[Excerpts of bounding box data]

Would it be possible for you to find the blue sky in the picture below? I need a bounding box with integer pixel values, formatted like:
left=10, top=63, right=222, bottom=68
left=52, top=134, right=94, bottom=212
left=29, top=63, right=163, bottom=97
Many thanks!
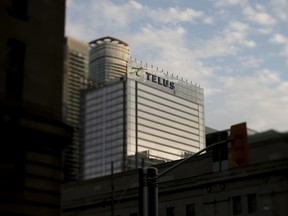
left=66, top=0, right=288, bottom=132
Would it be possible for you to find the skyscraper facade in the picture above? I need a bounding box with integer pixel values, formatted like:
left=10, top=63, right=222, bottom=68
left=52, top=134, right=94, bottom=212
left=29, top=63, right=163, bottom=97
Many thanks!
left=63, top=37, right=89, bottom=181
left=83, top=54, right=205, bottom=179
left=89, top=36, right=129, bottom=83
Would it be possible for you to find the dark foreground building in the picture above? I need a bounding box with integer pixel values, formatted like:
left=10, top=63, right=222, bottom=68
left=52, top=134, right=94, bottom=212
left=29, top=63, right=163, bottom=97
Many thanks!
left=0, top=0, right=72, bottom=216
left=62, top=130, right=288, bottom=216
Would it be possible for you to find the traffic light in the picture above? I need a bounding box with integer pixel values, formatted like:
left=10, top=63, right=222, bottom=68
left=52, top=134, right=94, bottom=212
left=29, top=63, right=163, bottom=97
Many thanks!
left=230, top=122, right=249, bottom=168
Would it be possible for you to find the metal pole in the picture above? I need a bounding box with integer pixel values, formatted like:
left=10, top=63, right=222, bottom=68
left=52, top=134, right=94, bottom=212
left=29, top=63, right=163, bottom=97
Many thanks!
left=139, top=167, right=158, bottom=216
left=158, top=139, right=231, bottom=178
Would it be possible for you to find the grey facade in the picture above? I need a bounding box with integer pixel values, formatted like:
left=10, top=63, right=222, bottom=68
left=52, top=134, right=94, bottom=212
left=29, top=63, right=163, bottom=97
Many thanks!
left=62, top=37, right=89, bottom=181
left=89, top=36, right=129, bottom=83
left=83, top=60, right=205, bottom=179
left=62, top=131, right=288, bottom=216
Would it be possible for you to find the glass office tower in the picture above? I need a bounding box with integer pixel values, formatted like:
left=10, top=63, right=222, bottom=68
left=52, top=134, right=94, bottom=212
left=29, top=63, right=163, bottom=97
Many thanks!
left=89, top=36, right=129, bottom=83
left=83, top=60, right=205, bottom=179
left=62, top=37, right=89, bottom=182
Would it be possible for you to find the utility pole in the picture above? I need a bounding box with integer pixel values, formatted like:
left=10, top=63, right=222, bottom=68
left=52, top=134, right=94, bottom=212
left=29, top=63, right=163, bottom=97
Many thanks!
left=139, top=167, right=158, bottom=216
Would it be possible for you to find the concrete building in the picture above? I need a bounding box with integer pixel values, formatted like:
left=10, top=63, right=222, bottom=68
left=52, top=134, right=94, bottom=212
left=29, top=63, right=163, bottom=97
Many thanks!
left=89, top=36, right=129, bottom=83
left=83, top=55, right=205, bottom=179
left=0, top=0, right=71, bottom=216
left=63, top=37, right=89, bottom=181
left=62, top=130, right=288, bottom=216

(WRITTEN INSTRUCTION): Every line of text is to be repeated exactly; pictures are left out.

(FULL RESPONSE):
Would it be possible for you to find the blue sky in the picture below? I need a bounding box with integer pixel values, formatted like:
left=10, top=63, right=222, bottom=68
left=52, top=134, right=94, bottom=212
left=29, top=63, right=163, bottom=97
Many thanks!
left=66, top=0, right=288, bottom=132
Would it be possible for you to find the skyscraper facade in the picture above? I need a bounding box with integer pixel values, formatted like:
left=10, top=63, right=222, bottom=68
left=52, top=134, right=94, bottom=212
left=29, top=63, right=163, bottom=97
Many thanks!
left=63, top=37, right=89, bottom=181
left=83, top=54, right=205, bottom=179
left=89, top=36, right=129, bottom=83
Would it be possible for you to find the dark foreground building in the picture above? I need a bounding box with integer pixel values, formatted like:
left=10, top=63, right=222, bottom=68
left=52, top=134, right=94, bottom=212
left=29, top=63, right=163, bottom=97
Many thanks!
left=0, top=0, right=72, bottom=216
left=62, top=130, right=288, bottom=216
Would it be possible for you to find the traffic light in the picture above? I need a bounding box with integer pixel values, formatted like:
left=10, top=63, right=222, bottom=68
left=52, top=134, right=94, bottom=212
left=29, top=63, right=163, bottom=97
Many thanks!
left=230, top=122, right=249, bottom=168
Would it be possible for you to find the metal pole in the picture above? I need a bounding box with integer pixel values, formatted like:
left=10, top=63, right=222, bottom=68
left=52, top=134, right=94, bottom=212
left=29, top=63, right=163, bottom=97
Many thanks!
left=139, top=167, right=158, bottom=216
left=158, top=139, right=231, bottom=178
Would it be possible for you to find the grey facade in the picture above? I need a bounding box with integer pixel values, formatted like:
left=10, top=63, right=222, bottom=68
left=52, top=134, right=94, bottom=212
left=29, top=63, right=163, bottom=97
Many thanks!
left=62, top=37, right=89, bottom=181
left=89, top=36, right=129, bottom=83
left=83, top=60, right=205, bottom=179
left=62, top=131, right=288, bottom=216
Would it be possible for you to find the glass office tower in the picture above? I need a bounding box with integer pixel values, formatted like:
left=10, top=63, right=222, bottom=68
left=52, top=134, right=94, bottom=212
left=29, top=63, right=163, bottom=97
Many thanks!
left=89, top=36, right=129, bottom=83
left=83, top=60, right=205, bottom=179
left=62, top=37, right=89, bottom=182
Would it be possible for you to find the utility pole in the picture above? I need a bounding box with integer pixel values, formatted like:
left=10, top=63, right=222, bottom=68
left=52, top=134, right=94, bottom=212
left=29, top=63, right=163, bottom=97
Many thanks!
left=139, top=167, right=158, bottom=216
Would it be possible for you to find the concrete building in the picture above? I need a bounding box with integer pixel values, formatted like:
left=10, top=63, right=222, bottom=68
left=52, top=134, right=94, bottom=212
left=29, top=63, right=163, bottom=97
Many thanks!
left=89, top=36, right=129, bottom=83
left=83, top=55, right=205, bottom=179
left=0, top=0, right=71, bottom=216
left=63, top=37, right=89, bottom=181
left=62, top=130, right=288, bottom=216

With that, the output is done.